Data items:
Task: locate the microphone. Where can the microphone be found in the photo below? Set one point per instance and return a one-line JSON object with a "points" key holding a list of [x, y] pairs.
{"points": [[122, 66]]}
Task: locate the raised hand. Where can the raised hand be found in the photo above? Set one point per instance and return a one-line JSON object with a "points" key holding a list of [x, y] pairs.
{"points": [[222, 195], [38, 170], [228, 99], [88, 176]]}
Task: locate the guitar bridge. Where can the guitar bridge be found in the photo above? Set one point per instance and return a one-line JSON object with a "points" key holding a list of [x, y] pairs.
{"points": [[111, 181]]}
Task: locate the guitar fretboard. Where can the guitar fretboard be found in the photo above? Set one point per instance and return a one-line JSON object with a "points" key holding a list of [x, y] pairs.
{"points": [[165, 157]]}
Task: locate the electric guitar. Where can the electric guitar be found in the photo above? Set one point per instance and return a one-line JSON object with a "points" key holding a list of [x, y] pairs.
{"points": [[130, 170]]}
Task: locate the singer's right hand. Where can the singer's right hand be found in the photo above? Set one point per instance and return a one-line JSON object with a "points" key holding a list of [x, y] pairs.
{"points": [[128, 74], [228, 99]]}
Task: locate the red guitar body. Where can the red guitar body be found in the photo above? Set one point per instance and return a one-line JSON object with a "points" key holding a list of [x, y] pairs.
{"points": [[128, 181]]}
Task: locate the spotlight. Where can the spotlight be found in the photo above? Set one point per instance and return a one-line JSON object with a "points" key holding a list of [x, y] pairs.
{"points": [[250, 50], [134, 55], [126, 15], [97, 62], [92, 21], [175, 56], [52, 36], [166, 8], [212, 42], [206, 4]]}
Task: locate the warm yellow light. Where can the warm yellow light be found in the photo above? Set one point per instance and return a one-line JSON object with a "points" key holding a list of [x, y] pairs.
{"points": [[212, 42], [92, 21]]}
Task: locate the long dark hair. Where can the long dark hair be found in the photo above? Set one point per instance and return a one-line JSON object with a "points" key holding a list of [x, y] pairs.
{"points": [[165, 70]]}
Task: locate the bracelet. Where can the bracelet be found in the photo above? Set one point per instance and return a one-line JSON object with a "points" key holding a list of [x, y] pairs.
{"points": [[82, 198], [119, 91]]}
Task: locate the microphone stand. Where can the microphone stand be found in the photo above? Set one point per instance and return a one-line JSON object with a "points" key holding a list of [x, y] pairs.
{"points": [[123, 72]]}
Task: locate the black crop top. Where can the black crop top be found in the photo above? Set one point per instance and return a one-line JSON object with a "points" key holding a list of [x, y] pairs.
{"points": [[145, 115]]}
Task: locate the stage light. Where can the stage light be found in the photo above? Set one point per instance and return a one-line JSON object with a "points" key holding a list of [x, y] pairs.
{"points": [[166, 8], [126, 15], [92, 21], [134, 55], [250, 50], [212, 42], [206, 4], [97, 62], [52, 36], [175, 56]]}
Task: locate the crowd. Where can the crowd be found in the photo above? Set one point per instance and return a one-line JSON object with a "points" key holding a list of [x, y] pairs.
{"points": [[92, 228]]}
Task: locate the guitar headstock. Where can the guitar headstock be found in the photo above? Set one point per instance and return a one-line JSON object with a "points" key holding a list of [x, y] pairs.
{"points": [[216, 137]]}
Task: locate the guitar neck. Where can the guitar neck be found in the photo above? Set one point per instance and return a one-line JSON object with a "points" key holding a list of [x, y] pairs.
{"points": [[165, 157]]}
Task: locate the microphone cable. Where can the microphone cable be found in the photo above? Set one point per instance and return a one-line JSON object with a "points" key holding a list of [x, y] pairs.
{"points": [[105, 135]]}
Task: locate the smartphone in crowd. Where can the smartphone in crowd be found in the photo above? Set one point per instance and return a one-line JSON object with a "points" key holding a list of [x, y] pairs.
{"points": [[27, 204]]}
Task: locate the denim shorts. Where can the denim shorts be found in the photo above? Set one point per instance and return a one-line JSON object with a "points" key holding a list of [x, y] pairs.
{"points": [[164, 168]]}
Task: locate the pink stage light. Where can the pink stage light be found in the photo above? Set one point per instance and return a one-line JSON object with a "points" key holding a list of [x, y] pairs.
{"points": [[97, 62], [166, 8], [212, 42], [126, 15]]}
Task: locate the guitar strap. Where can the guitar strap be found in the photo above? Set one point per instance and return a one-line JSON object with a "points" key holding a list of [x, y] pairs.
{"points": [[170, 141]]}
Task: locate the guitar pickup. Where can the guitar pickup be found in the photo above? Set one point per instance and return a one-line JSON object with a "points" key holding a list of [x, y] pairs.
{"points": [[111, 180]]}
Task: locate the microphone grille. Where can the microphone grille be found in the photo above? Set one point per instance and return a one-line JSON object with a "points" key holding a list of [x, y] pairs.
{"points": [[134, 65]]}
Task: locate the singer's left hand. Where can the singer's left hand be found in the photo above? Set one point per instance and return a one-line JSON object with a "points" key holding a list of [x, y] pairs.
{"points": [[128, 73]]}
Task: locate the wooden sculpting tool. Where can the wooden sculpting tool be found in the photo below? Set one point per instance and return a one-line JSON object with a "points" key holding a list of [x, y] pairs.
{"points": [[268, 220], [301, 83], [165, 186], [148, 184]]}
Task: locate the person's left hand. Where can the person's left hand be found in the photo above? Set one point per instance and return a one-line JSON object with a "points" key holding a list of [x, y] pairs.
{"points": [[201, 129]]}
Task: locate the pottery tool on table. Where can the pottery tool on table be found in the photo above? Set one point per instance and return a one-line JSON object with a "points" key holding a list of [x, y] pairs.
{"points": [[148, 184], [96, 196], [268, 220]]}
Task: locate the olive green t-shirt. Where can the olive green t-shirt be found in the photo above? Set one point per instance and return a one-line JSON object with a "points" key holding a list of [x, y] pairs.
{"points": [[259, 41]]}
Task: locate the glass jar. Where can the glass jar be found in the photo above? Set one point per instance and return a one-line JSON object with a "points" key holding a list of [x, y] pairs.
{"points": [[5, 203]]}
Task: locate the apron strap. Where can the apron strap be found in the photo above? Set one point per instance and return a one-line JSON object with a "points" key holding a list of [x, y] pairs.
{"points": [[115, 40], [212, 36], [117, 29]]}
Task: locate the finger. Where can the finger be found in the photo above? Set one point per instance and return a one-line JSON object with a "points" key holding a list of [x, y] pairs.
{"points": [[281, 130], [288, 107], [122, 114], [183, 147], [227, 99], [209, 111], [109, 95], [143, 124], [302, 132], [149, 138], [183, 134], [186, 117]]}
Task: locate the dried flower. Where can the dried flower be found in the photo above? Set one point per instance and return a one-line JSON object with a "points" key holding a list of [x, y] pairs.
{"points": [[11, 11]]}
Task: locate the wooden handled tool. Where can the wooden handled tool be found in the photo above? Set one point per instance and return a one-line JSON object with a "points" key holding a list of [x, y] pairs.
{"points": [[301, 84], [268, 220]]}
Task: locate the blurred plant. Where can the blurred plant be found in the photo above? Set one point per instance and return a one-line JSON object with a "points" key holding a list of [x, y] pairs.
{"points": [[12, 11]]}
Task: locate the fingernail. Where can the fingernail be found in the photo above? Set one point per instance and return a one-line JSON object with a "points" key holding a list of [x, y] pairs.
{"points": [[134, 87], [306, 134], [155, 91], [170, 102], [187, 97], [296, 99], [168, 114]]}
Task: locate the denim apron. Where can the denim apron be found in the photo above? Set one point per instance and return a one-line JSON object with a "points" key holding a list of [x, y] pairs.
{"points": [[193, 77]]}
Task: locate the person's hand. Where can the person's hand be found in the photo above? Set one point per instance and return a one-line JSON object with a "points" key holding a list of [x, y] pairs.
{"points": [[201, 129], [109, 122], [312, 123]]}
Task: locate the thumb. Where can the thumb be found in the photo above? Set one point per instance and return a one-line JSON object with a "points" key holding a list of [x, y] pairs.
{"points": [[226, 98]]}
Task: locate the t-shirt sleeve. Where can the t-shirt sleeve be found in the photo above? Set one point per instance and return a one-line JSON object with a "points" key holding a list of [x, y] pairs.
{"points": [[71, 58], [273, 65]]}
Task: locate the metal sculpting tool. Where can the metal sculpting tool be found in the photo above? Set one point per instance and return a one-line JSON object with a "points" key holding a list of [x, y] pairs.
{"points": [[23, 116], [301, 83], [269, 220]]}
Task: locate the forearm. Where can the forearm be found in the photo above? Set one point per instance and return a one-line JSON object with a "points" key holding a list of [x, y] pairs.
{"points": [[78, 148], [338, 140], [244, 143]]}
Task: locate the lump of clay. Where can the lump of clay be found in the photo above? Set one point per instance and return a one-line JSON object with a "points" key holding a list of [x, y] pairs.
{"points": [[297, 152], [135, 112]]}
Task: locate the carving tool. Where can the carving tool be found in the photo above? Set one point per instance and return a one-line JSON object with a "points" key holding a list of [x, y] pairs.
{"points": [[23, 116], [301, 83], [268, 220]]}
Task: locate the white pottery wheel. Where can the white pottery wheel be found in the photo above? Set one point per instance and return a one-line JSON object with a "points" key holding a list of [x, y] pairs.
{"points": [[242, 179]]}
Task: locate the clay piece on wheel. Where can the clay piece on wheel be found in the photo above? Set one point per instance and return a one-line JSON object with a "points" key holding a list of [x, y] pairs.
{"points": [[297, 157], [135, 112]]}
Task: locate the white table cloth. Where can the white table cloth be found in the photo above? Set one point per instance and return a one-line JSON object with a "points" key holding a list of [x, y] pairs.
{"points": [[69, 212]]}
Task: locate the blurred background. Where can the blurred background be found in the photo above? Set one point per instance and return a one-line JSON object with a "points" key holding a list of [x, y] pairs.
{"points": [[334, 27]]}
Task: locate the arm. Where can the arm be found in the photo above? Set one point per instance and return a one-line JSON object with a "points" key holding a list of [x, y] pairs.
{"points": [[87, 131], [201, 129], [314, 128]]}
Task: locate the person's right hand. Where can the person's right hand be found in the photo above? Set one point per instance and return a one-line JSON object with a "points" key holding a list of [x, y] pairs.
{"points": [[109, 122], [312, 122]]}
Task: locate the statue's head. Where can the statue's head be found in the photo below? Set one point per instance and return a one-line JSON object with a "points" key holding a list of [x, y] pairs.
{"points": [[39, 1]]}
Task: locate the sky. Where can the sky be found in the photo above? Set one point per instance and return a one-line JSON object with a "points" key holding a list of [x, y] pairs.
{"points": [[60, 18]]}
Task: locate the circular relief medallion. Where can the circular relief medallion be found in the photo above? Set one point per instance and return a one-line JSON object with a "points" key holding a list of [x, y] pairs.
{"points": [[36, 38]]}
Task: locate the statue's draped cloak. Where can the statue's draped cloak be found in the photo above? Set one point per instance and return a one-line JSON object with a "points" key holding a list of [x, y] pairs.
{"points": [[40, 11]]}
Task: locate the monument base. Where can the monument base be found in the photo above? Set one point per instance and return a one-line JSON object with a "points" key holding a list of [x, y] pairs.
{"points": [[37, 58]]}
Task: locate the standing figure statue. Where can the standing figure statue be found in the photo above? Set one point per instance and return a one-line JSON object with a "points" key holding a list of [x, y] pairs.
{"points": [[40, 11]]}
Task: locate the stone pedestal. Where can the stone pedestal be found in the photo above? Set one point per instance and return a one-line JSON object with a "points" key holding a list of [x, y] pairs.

**PROBLEM STATEMENT**
Lay out the stretch of the listing from the line containing "Task: locate the arm." through the end of the listing as a Markdown table with columns Row and Line, giving each line its own numbered row and leaving out blank lines.

**THE RESULT**
| Row | Line |
|---|---|
| 1 | Task: locate the arm. Where can the arm be found in the photo above? Set one point per instance and return a one-line JSON object with a "points" key holding a list of [x, y] pairs. |
| 2 | {"points": [[87, 131], [201, 129], [314, 128]]} |
| 3 | Task: locate the person's right hand. Where can the person's right hand be found in the photo above? Set one point per instance and return a one-line JSON object with a "points" key holding a list of [x, y] pairs. |
| 4 | {"points": [[109, 122], [312, 122]]} |
| 5 | Task: locate the statue's head. Where can the statue's head be found in the photo below? Set one point per instance and return a one-line JSON object with a "points" key holding a list of [x, y] pairs. |
| 6 | {"points": [[39, 1]]} |
| 7 | Task: locate the sky. Where can the sky be found in the photo above? Set one point per instance and return a one-line JSON object with a "points" key holding a list of [x, y] pairs. |
| 8 | {"points": [[60, 18]]} |
| 9 | Task: locate the circular relief medallion. Where can the circular relief medallion be found in the photo above? Set one point per instance and return a one-line JSON object with a "points" key holding a list of [x, y] pairs. |
| 10 | {"points": [[36, 38]]} |
| 11 | Task: locate the statue's draped cloak. Where can the statue's draped cloak be found in the photo above? Set one point per instance and return a one-line JSON object with a "points" key holding a list of [x, y] pairs. |
| 12 | {"points": [[40, 11]]} |
| 13 | Task: locate the monument base. Where can the monument base be found in the photo above? Set one point per instance and return a one-line JSON object with a "points" key holding a list of [x, y] pairs. |
| 14 | {"points": [[37, 58]]} |
| 15 | Task: locate the standing figure statue. Where can the standing figure statue be found in the photo above? Set one point per instance and return a one-line JSON object with a "points" key holding a list of [x, y] pairs. |
| 16 | {"points": [[40, 11]]} |
| 17 | Task: locate the stone pedestal. Where can the stone pedestal be found in the photo above? Set one point per instance and return a one-line JSON object with a "points" key holding a list of [x, y] pairs. |